- **Supplied records**:
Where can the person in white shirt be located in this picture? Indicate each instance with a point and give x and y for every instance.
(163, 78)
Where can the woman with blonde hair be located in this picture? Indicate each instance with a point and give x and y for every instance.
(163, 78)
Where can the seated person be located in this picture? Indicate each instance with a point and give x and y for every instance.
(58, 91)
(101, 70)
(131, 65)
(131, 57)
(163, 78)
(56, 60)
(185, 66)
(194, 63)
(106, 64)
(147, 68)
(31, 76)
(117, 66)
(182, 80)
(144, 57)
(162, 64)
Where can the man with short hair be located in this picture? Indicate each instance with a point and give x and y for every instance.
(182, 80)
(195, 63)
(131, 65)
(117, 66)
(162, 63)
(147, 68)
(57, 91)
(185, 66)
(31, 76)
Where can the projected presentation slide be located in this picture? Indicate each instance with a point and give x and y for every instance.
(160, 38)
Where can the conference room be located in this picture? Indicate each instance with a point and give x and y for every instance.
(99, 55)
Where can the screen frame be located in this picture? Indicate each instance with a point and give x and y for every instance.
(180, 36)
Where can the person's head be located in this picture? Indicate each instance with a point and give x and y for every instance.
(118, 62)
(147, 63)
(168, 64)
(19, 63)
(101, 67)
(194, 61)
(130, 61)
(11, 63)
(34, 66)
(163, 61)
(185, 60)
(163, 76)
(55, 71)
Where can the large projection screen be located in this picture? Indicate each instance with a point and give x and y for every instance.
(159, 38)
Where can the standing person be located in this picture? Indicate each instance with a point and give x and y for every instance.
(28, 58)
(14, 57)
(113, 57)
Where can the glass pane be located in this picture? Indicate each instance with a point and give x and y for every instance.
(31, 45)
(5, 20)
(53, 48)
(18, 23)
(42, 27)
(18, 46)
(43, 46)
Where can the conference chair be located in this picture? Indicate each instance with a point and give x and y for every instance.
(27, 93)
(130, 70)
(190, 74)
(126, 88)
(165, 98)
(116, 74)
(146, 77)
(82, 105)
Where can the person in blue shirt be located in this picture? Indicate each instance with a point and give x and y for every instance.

- **Given task**: Reproduce all of the data above, replacing each "instance" with "occurrence" and keeping everything else unchanged.

- **Task response**:
Where can the person in white shirt be located in this picture? Indicate each occurrence with a point and give x and y for every occurrence.
(163, 78)
Where can the woman with blonde hair be located in this picture? Indicate each occurrence with a point and give x and y for every occurrence.
(163, 78)
Where can the seated person be located in this picture? Indicate each occurrence with a point and give x and y for every occurrence.
(58, 91)
(101, 70)
(131, 65)
(131, 57)
(163, 78)
(56, 60)
(185, 66)
(194, 63)
(106, 64)
(147, 68)
(31, 76)
(117, 66)
(182, 80)
(144, 57)
(162, 64)
Where can the man with short hair be located in this picture? Indicate each occurrence with a point and give x and y for every occurrence.
(182, 80)
(195, 63)
(131, 65)
(117, 66)
(162, 63)
(147, 68)
(57, 91)
(185, 66)
(31, 76)
Where can the projected presentation slide be located in this picture? Indicate each occurrence with a point and give x and y for every occurrence.
(160, 38)
Where can the conference room be located in this picture? Indicate each occurrence with a point and give x and y for every occurrence.
(99, 55)
Where can the screen frame be located in this picture? Indicate each occurrence with a point and give x and y for every occurrence.
(180, 36)
Where can the person's head be located in this picture? Indicate each occurrence with a point and give x and y for every occurrence.
(118, 62)
(147, 63)
(168, 64)
(19, 63)
(101, 67)
(194, 61)
(130, 61)
(11, 63)
(34, 66)
(163, 61)
(185, 60)
(163, 76)
(55, 71)
Where can the large projection screen be located in this picture? Indicate each occurrence with a point and give x and y for every occurrence.
(159, 38)
Where can the standing person be located in this picture? Indicate each occurrence with a point and give x and y for every occurrence.
(28, 58)
(14, 57)
(113, 57)
Where can the glass pane be located in this picture? Indicate each occurrence with a point and give x and y for every occurrence.
(31, 45)
(5, 20)
(53, 48)
(18, 23)
(42, 27)
(18, 46)
(43, 46)
Where can the conference chair be located in this picture? Indicate each occurrence with a point and give x and y for every occurrence.
(27, 93)
(130, 70)
(190, 74)
(126, 88)
(165, 98)
(116, 74)
(146, 77)
(82, 105)
Where can the person in blue shirt be located in this picture? Indicate each occurrence with a point and give x and y for every occurrence.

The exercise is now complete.